A condition in which obese people fail to breathe deeply or rapidly enough is known as obesity hypoventilation syndrome (OHS). This condition is also defined as alveolar hypoventilation and results in low oxygen levels and high blood carbon dioxide levels. Plus, 90% of OHS obesity hypoventilation syndrome patients have obstructive sleep apnea, too.

And, since OHS can have quite serious or even fatal consequences, seeking medical treatment early is of utmost importance. So, continue reading this article to find out everything needed regarding obesity hypoventilation syndrome treatment.

Obesity Hypoventilation Syndrome Treatment Options

In order to treat OHS successfully, the treatment must focus on the two major aspects of the syndrome: weight loss and breathing support.

Weight Loss

As you can guess from the name of the syndrome, the main contributor to OHS is obesity. Therefore, it is crucial to address this issue to be able to treat the condition. And, since the syndrome affects severely obese people, even more than 100 pounds of weight loss is sometimes needed. To achieve such results, patients should take exercise and diet very seriously and change their lifestyle completely.

Problem 1
According to the passage on obesity hypoventilation syndrome, what share of patients with the syndrome also have obstructive sleep apnea?
Problem 2
Decide whether each statement agrees with the passage on obesity hypoventilation syndrome, and support each yes or no with the passage's own words.
(a) The syndrome results in low blood carbon dioxide levels.
(b) Successful treatment must focus on weight loss and breathing support.
(c) Patients sometimes need to lose more than 100 pounds.
Problem 3
Extend the passage on obesity hypoventilation syndrome, picking up after its final sentence.

Dataset records

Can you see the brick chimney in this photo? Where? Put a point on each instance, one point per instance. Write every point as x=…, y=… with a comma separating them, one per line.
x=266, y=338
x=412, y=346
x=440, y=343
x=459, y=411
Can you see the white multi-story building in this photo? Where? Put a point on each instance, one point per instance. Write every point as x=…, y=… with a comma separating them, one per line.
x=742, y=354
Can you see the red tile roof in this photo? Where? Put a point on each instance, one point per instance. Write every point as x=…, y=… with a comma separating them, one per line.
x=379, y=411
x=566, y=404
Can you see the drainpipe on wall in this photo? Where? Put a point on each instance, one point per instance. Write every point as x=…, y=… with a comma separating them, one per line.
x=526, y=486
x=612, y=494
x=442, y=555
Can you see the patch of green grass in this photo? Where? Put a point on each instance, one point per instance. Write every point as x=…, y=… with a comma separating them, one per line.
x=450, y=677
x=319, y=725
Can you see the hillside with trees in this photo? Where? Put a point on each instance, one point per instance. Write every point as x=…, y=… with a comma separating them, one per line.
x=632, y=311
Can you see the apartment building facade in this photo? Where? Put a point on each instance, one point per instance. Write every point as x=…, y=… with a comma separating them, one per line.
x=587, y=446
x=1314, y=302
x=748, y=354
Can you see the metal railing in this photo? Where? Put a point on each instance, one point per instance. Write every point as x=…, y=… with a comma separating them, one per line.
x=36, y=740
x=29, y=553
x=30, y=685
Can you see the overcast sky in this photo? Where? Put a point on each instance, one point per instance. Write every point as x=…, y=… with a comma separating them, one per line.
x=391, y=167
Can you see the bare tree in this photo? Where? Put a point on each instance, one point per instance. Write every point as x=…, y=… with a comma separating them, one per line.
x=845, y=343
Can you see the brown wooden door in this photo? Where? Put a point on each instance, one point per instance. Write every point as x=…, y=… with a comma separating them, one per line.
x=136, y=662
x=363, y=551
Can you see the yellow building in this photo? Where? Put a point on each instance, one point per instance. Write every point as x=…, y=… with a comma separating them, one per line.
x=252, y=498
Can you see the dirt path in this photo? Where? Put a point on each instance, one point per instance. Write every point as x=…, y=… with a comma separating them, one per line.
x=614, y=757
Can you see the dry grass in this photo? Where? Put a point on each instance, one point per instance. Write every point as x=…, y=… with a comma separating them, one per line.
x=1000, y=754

Output 1
90% of patients with obesity hypoventilation syndrome also have obstructive sleep apnea.

Output 2
(a) No: "results in low oxygen levels and high blood carbon dioxide levels."
(b) Yes: "the treatment must focus on the two major aspects of the syndrome: weight loss and breathing support."
(c) Yes: "even more than 100 pounds of weight loss is sometimes needed."

Output 3
However, losing 100 pounds in a short period of time isn’t a healthy option. In fact, to successfully lose such weight without negatively affecting your health, you must take your time and do the process under the supervision of your doctor. And, for best results, you may consult a nutritionist to get professional diet recommendations and a trainer for personalized exercising sessions.

Unfortunately, making diet and lifestyle changes sometimes isn’t enough to lose the needed weight in extremely obese people. In this case, weight loss medications may be considered or even surgical options like gastric bypass surgery. To be more precise, OHS patients with a body mass index (BMI) over 35 may qualify for bariatric surgery.

But, such surgeries may be extremely risky for OHS patients with sleep apnea because the anesthesia used for the surgery may lead to airway collapse and complicate the recovery. Thus, it is recommended that a sleep study is done before the surgery to determine whether or not a patient has sleep apnea.

Breathing Support

As we already mentioned, breathing support is another important aspect when it comes to treating obesity hypoventilation syndrome. It can be provided by continuous positive airway pressure (CPAP) or bilevel ventilation both of which generate a pressurized flow of air to avoid upper airway collapse while asleep.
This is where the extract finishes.